===== Working data =====
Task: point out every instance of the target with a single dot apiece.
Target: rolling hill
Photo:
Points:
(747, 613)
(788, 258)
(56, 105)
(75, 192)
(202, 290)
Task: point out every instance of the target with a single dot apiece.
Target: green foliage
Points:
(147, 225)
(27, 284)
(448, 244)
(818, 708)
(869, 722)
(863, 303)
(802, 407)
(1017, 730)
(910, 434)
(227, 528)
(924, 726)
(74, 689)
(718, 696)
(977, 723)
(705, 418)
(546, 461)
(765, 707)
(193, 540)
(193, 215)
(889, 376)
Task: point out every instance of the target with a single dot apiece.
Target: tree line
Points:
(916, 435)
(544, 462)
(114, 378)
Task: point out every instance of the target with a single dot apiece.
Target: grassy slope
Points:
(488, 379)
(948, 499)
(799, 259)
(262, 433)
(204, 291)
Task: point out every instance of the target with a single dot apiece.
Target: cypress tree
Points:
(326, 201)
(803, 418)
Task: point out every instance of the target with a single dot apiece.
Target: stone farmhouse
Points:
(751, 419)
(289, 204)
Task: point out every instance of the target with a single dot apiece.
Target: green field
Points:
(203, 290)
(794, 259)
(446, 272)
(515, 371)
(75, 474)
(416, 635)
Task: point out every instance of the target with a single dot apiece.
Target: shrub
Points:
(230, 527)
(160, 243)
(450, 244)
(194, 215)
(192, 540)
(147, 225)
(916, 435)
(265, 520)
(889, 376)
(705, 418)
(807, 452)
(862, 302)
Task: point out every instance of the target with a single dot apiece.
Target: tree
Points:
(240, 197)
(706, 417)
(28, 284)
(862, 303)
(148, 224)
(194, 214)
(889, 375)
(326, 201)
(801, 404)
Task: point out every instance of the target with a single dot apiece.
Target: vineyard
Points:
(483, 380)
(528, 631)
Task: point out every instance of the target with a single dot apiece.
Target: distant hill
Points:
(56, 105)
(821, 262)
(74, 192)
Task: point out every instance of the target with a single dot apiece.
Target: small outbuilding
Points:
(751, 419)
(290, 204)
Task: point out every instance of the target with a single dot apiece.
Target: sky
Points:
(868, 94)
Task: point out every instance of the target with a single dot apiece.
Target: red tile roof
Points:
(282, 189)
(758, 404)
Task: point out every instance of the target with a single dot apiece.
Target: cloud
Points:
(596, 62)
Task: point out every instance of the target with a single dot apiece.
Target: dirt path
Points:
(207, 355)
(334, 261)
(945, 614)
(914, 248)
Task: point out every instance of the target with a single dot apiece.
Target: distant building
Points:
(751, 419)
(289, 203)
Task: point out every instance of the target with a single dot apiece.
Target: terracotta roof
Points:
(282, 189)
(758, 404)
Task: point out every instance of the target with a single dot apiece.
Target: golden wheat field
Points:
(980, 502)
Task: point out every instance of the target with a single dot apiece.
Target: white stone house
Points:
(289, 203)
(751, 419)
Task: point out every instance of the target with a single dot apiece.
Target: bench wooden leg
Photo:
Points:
=====
→ Work to complete
Copy out the whole listing, word for word.

→ Result for this task
Task: point out every instance of the target with a single dot apiece.
Target: rolling hill
Photo:
Points:
(747, 613)
(788, 258)
(56, 105)
(75, 192)
(202, 290)
Task: point out every instance of the target with a single dot apiece.
Target: green foliage
Points:
(147, 225)
(27, 284)
(448, 244)
(818, 708)
(869, 722)
(863, 303)
(802, 407)
(1017, 730)
(910, 434)
(227, 528)
(924, 726)
(74, 689)
(718, 696)
(977, 723)
(705, 418)
(546, 461)
(765, 707)
(193, 540)
(193, 215)
(889, 376)
Task: point out every instance of the target with a single dot apiece.
Target: tree line
Points:
(916, 435)
(544, 462)
(114, 378)
Task: point out every instance of the target with a single dot apiece.
Target: grassy slope
Points:
(488, 379)
(948, 499)
(799, 259)
(262, 433)
(204, 291)
Task: point out every instance of the target with a single dot apiece.
Target: cypress tree
Points:
(326, 201)
(803, 418)
Task: point out every instance of the target with a single dot apiece.
Target: stone farmhouse
Points:
(751, 419)
(289, 204)
Task: point out every instance of the target with a single dot apiece.
Target: green field
Points:
(203, 290)
(794, 259)
(446, 272)
(515, 371)
(75, 474)
(416, 635)
Task: point out every instance of the target with a single dot apiece.
Target: shrub
Points:
(230, 527)
(160, 243)
(450, 244)
(194, 215)
(192, 540)
(147, 225)
(916, 435)
(265, 520)
(889, 376)
(705, 418)
(807, 452)
(862, 302)
Task: point out every instance of the target with a single dot apiece.
Target: tree
Points:
(240, 197)
(706, 417)
(28, 284)
(862, 303)
(148, 224)
(194, 214)
(889, 375)
(326, 201)
(801, 404)
Task: point out every instance of the target with a single dot apiece.
Target: vineyard
Points:
(483, 380)
(528, 631)
Task: point out every instance of the target with a single dot apiece.
Target: distant hill
Points:
(56, 105)
(821, 262)
(74, 192)
Task: point out every instance of the target with a single dot apiece.
Target: small outbuilding
Points:
(751, 419)
(290, 204)
Task: point out every instance of the target with a single dot apiece.
Target: sky
Points:
(868, 94)
Task: point out every instance of the target with a single dot apiece.
Target: red tile roof
Points:
(282, 189)
(758, 404)
Task: point out every instance of the target with a single dot apiece.
Target: cloud
Points:
(596, 62)
Task: point out every instance of the target with a single dot apiece.
Target: dirt path
Points:
(207, 355)
(334, 261)
(945, 614)
(914, 248)
Task: point out every instance of the target with a single dot apiece.
Target: distant building
Points:
(751, 419)
(289, 203)
Task: point out every instance of the target with a single dot apiece.
Target: terracotta roof
Points:
(282, 189)
(758, 404)
Task: point out every instance of the target with a single dot apiece.
Target: golden wheat field
Points:
(980, 502)
Task: point out every instance of the target with a single dot apiece.
Target: white stone house
Points:
(289, 203)
(751, 419)
Task: point out every instance of the target with a single dot apiece.
Target: bench wooden leg
Photo:
Points:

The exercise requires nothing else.